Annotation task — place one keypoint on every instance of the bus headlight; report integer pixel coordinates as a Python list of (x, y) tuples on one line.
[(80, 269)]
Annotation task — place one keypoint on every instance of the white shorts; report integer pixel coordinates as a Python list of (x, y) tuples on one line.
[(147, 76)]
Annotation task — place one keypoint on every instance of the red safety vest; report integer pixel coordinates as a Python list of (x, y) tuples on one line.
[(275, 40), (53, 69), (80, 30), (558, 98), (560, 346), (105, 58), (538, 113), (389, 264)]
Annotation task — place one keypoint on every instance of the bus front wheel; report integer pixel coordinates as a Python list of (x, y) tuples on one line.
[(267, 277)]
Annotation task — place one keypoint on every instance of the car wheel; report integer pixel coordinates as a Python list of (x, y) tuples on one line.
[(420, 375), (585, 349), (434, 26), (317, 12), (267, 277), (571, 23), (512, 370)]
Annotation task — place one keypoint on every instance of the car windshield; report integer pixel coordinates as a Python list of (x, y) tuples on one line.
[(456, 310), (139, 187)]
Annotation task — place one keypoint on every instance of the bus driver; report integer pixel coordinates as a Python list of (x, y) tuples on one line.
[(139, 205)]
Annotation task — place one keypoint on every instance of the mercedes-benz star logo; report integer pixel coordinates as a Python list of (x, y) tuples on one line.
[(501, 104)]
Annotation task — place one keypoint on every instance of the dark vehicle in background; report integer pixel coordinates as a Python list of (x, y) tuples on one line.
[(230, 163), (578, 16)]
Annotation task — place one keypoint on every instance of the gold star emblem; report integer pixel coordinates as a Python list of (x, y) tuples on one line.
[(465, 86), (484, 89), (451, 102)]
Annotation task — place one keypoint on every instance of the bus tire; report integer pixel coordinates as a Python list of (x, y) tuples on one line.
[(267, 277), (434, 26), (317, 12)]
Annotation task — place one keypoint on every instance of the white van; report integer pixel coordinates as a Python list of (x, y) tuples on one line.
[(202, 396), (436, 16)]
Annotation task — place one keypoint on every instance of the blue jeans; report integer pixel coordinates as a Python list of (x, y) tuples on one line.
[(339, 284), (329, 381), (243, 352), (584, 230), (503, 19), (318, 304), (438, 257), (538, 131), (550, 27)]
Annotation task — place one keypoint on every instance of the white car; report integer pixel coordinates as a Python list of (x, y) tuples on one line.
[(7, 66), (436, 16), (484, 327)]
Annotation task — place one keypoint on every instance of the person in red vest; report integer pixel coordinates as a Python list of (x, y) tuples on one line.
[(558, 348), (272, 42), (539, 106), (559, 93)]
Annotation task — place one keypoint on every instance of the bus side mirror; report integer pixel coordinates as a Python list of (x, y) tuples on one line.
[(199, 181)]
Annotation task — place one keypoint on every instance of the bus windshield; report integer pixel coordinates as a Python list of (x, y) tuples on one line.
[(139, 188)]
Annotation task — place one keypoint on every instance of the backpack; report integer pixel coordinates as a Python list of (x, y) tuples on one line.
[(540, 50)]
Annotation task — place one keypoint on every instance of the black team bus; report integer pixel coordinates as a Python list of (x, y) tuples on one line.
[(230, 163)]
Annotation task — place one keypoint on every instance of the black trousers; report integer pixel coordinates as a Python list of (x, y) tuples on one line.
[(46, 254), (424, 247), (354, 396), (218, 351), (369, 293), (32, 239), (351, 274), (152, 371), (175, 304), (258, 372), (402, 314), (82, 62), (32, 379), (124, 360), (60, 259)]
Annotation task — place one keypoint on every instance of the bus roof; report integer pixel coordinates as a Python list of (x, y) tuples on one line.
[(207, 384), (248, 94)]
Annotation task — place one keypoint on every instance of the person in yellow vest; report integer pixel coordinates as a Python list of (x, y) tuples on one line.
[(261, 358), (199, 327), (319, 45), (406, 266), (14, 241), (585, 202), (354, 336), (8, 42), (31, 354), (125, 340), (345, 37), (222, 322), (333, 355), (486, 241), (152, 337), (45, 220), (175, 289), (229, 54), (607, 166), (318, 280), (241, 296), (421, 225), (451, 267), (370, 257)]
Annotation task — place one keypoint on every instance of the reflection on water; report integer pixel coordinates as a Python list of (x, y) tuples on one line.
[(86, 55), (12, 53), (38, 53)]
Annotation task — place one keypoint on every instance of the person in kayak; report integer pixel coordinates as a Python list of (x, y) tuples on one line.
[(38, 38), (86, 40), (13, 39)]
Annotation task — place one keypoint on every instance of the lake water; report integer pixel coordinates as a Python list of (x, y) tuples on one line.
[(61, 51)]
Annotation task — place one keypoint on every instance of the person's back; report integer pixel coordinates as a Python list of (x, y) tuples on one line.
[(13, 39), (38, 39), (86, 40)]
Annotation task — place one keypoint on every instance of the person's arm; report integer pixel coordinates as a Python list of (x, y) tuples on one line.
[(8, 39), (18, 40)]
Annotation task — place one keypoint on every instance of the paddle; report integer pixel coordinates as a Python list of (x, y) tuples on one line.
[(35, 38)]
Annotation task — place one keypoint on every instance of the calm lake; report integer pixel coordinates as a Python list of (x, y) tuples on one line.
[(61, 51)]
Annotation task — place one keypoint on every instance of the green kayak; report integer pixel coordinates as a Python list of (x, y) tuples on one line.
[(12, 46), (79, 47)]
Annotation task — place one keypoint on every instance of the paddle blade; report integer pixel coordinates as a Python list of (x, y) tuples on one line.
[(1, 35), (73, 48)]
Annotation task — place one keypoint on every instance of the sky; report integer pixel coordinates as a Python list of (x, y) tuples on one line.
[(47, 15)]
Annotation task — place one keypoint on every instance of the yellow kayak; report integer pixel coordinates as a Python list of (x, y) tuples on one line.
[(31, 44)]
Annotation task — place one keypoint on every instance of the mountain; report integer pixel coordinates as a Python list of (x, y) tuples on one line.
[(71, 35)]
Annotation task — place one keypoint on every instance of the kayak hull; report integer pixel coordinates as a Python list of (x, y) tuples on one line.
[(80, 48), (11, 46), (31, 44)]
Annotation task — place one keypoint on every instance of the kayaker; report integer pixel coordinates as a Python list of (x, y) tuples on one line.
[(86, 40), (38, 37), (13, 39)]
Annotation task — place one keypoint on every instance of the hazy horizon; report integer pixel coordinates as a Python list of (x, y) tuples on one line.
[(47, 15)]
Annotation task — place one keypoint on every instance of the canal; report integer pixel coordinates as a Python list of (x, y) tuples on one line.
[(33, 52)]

══════════════════════════════

#### PROMPT
Starting at the line that contains "of the canal;", reproduce each line through the end of the records exactly, both ends included.

#### RESULT FOR THIS EXERCISE
Annotation task — place one keypoint on every instance of the canal; report integer pixel coordinates as a Python list of (x, y) tuples on one line.
[(33, 52)]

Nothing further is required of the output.